**Task statement:** Return every one of the entries below verbatim, reproducing each line and character without alteration.

+ + + + +

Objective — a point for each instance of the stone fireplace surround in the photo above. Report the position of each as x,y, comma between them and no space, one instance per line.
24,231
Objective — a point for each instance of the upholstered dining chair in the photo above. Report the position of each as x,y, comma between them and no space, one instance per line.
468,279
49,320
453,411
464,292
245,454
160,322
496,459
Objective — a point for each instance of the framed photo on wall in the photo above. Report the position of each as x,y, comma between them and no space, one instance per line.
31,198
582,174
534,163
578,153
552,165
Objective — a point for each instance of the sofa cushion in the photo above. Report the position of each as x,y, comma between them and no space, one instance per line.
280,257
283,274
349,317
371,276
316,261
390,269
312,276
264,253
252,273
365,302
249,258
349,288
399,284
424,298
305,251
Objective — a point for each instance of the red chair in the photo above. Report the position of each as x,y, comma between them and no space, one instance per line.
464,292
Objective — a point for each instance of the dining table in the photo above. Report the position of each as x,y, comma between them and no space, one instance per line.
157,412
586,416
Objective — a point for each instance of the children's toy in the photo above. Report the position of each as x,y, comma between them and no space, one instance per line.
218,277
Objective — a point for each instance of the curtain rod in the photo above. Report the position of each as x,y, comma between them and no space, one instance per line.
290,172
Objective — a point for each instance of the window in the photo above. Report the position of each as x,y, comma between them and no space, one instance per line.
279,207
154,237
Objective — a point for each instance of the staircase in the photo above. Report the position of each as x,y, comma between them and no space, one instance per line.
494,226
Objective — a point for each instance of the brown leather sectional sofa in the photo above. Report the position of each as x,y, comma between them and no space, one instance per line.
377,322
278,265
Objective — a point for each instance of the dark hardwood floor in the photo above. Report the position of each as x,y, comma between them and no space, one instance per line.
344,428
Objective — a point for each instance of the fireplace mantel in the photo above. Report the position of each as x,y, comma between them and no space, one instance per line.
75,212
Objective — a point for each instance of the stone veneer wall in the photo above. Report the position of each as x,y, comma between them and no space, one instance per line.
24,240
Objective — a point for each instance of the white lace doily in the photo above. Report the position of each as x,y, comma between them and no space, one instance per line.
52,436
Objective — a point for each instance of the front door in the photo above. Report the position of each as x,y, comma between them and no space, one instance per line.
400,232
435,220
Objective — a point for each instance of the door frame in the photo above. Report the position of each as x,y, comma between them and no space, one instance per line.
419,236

+ + + + +

**Answer to the problem:**
Objective — a point for each instance of the stone fireplace surround in the photo above. Report the position of each as x,y, comma between them and no space, one instance per line.
24,231
Objective — a point for each instance of the upholstered dining chair in the photo above. Report the position of each as x,y, comma between them and no space, one instance per line.
468,279
49,320
453,411
464,292
245,454
160,322
496,459
Objective — a point for each instance of the framed photo on wall in the photo above. Report the position of each as x,y, comma between them and no space, one instance per line.
31,198
582,174
534,163
578,153
552,165
Objective — a point for each instance of the sofa cushion in the photo above. Report the position of each as x,y, comma between them and no space, one instance per line.
280,257
283,274
349,317
371,276
316,261
390,269
312,276
264,253
252,273
365,302
249,258
349,288
399,284
424,298
305,251
Objective — a point for each instance of the red chair in the photo above. Report the position of each as x,y, comma between them and no space, one instance per line.
464,292
Objective — a point for each instance of the dining table in the photo above. Report the position of each as x,y, comma between them and no space, one instance per line.
157,412
586,416
Objective — a point for each instance of the children's toy in the photo above. Report the position of each as x,y, comma between them and no space, one instance per line.
218,277
Objective — a point for each instance of the curtain rod in the photo above. Report the position of each as x,y, comma between them and no space, one instance per line.
290,172
Objective — a point for each instance of the window in the photo above. Report the position of each as x,y, comma between them and no space, one instance per line.
279,207
154,237
Objective — a point for each instance of the staircase in the photo above. Report the position of each as x,y, comma between them and no space, one instance per line.
494,226
Objective — a point for each instance of the brown leather sectional sofa in the photo above. Report the position of each as x,y, comma between them and no space, one instance per line.
377,322
278,265
Objective — a point for each instance of the dark hardwood floor in the photo above. Report the position of each as x,y, comma between them and no space, one instance per line.
344,428
Objective — a point for each instance of the fireplace mantel in the photo above. Report the position of each as x,y, comma between them and no space, one instance per line.
75,212
Objective — a point for each instance of the stone veneer wall in the photo above. Report the position of each as x,y, comma between them and no space, one instance per line.
24,240
Objective — a point for each instance of the white lace doily in the photo above. Report the position of each as x,y, comma between them and no space, one instance per line.
52,436
Objective — a point for each instance of the front door in the photo above. Report the position of each as x,y, comma between them and no space, one instance per line.
400,232
435,220
Objective — a point for each instance of the door frame in the photo above. Report the position of each as x,y, comma between them and no space, one instance per line.
419,236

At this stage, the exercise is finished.